Please copy the data below word for word, from its first line up to and including the line that contains "(1390, 92), (1456, 327)".

[start of Provided material]

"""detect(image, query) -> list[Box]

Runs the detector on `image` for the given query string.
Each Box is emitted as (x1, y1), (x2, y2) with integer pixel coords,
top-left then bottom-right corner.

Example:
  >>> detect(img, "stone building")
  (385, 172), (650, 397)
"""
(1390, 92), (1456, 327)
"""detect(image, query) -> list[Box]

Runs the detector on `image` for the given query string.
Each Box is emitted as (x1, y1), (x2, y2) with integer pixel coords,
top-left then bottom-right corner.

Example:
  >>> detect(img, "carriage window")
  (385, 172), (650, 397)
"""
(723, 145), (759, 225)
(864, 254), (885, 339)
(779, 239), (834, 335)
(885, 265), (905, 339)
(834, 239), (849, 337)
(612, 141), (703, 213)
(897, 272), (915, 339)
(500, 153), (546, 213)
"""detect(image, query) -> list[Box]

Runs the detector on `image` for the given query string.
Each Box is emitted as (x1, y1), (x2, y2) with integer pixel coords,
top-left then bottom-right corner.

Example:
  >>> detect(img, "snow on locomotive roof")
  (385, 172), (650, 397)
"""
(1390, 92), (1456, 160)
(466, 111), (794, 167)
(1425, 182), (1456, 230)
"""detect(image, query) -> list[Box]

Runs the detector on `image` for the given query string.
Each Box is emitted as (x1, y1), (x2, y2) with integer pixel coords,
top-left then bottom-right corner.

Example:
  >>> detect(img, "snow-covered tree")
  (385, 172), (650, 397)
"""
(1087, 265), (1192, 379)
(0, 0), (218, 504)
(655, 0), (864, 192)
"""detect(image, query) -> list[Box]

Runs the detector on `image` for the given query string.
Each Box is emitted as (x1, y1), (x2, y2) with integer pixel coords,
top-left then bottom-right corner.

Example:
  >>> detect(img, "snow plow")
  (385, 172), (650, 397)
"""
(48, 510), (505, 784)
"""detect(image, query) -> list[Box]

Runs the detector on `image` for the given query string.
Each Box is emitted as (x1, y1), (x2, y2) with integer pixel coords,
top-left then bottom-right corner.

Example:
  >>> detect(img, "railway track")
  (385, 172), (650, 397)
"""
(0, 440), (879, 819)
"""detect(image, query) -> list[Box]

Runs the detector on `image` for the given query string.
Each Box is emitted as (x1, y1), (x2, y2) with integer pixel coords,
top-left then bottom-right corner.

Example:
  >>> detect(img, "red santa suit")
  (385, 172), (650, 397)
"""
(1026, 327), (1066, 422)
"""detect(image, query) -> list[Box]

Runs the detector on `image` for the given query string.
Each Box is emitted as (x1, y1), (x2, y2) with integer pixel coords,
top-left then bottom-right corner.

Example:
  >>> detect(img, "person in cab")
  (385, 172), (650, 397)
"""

[end of Provided material]

▶ [Problem solution]
"""detect(image, query) -> list[Box]

Runs the detector on `image` for the given query string.
Each Box is emitted as (x1, y1), (x2, y2) with integer pixel coords,
top-left then bottom-right corner.

Example:
  >>> detect(img, "stone building")
  (385, 172), (650, 397)
"""
(1390, 92), (1456, 327)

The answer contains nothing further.